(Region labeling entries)
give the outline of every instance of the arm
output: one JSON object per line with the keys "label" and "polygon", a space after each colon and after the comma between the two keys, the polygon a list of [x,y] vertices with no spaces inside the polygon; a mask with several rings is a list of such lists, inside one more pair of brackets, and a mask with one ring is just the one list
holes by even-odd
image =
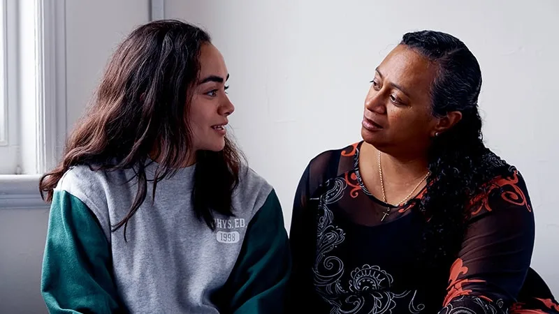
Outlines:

== Requirement ==
Copy the lines of the records above word for word, leaving out the pictures.

== Response ==
give the outline of every instance of the arm
output: one JSON object per line with the keys "label" and "polygon", a space after each colon and after the comma between the two keys, the polygon a list of [x,y] vertices with no spaces inside the polygon; a mask with several rings is a list of such lists, inside one more pair of brackets, and a mask with one ring is just the one list
holes by even-odd
image =
Outlines:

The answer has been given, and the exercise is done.